Whenever "small" appears in a line of the entries below, that line counts; give the total only.

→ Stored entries
================

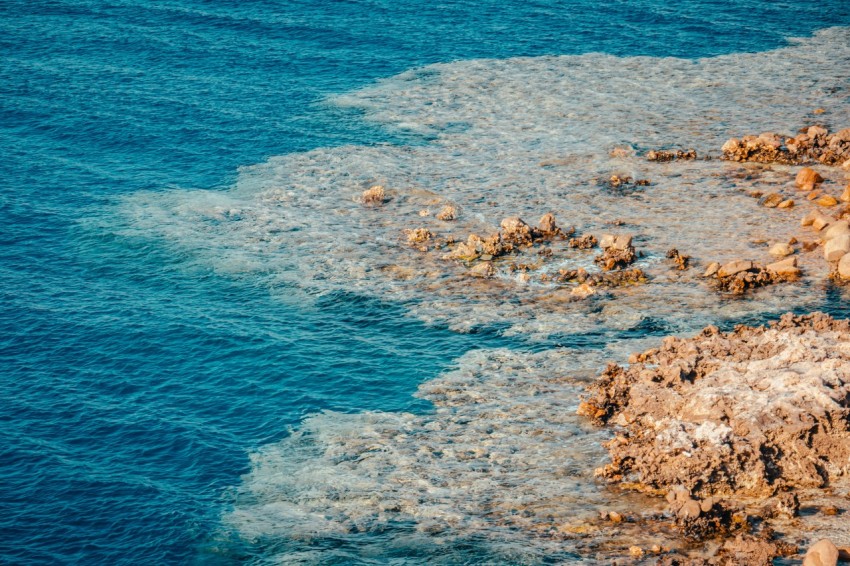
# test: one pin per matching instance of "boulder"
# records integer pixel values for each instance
(447, 213)
(786, 267)
(844, 266)
(836, 229)
(781, 250)
(484, 269)
(827, 200)
(808, 176)
(547, 224)
(835, 248)
(822, 553)
(734, 267)
(815, 131)
(514, 228)
(374, 195)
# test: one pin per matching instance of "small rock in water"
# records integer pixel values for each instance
(583, 291)
(844, 267)
(374, 195)
(808, 176)
(448, 213)
(822, 553)
(827, 200)
(835, 248)
(786, 268)
(712, 269)
(516, 230)
(772, 200)
(781, 250)
(734, 267)
(484, 269)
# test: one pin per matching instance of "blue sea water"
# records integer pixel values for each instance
(135, 379)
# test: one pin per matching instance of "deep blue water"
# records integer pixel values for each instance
(134, 381)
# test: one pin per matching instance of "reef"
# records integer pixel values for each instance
(735, 428)
(814, 144)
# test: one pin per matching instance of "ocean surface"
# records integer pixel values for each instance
(209, 353)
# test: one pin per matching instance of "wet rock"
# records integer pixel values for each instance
(822, 553)
(837, 247)
(772, 200)
(781, 250)
(583, 291)
(448, 213)
(827, 200)
(583, 243)
(618, 252)
(663, 155)
(808, 177)
(734, 267)
(787, 268)
(418, 235)
(483, 269)
(712, 269)
(724, 414)
(844, 267)
(804, 148)
(374, 195)
(679, 259)
(515, 230)
(836, 229)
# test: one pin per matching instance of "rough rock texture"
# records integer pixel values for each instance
(663, 155)
(374, 195)
(747, 413)
(816, 145)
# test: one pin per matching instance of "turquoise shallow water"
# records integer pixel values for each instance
(135, 378)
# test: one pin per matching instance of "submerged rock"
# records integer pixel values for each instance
(374, 195)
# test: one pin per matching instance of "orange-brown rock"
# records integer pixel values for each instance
(808, 176)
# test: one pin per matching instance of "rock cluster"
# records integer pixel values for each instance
(617, 252)
(679, 259)
(737, 277)
(813, 145)
(749, 413)
(664, 155)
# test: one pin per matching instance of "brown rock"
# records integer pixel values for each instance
(517, 230)
(781, 250)
(822, 553)
(772, 200)
(448, 213)
(835, 248)
(374, 195)
(583, 291)
(712, 269)
(808, 176)
(827, 200)
(734, 267)
(547, 224)
(786, 268)
(815, 131)
(484, 269)
(836, 229)
(844, 267)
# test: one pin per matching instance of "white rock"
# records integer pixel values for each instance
(836, 247)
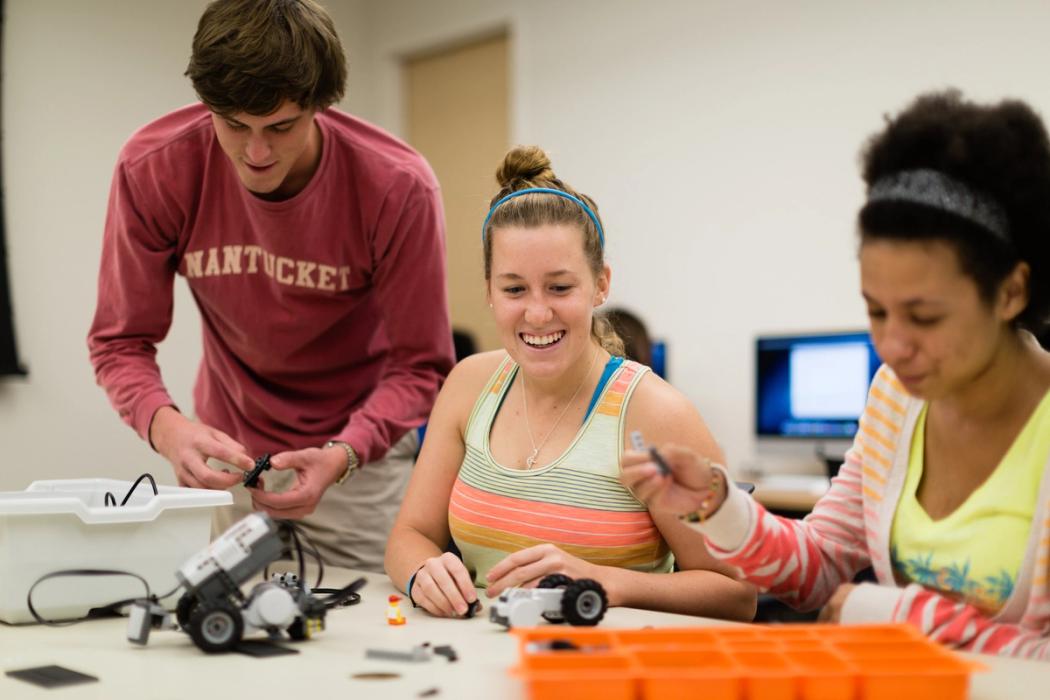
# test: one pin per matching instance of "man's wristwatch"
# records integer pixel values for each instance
(353, 462)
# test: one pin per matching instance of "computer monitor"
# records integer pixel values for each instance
(812, 386)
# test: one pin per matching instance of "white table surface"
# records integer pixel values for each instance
(171, 666)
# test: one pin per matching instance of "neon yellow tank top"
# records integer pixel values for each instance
(974, 553)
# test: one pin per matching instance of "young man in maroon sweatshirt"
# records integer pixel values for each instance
(313, 244)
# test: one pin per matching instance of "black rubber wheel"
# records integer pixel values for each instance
(216, 627)
(584, 602)
(554, 580)
(184, 610)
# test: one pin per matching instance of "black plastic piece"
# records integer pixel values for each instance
(252, 478)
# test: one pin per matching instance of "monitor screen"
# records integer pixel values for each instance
(812, 386)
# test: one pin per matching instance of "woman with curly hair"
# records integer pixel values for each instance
(521, 463)
(946, 489)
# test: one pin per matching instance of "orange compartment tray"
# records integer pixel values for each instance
(794, 662)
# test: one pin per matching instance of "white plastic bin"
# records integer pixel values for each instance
(64, 524)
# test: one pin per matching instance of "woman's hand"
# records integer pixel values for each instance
(832, 612)
(684, 490)
(442, 587)
(526, 567)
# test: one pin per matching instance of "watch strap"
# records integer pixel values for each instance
(353, 462)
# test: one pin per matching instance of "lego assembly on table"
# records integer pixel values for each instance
(836, 228)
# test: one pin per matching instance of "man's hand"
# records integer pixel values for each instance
(683, 491)
(832, 613)
(526, 567)
(316, 468)
(188, 446)
(442, 587)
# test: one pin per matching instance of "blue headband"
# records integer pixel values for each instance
(545, 190)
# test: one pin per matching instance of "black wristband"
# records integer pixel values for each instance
(412, 579)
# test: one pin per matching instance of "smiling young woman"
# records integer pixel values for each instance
(521, 463)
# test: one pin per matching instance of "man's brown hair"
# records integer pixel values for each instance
(249, 56)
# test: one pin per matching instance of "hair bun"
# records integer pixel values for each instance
(524, 164)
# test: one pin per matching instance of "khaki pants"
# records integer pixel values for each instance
(352, 522)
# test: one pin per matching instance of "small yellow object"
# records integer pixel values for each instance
(394, 615)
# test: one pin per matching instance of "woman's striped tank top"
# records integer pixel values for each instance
(576, 502)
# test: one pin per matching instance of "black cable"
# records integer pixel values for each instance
(110, 500)
(295, 532)
(343, 596)
(135, 485)
(81, 572)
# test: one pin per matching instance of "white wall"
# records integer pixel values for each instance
(719, 139)
(78, 79)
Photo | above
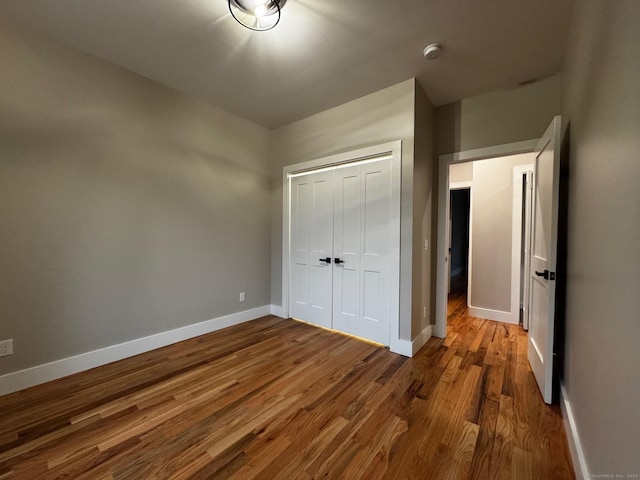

================

→ Final answer
2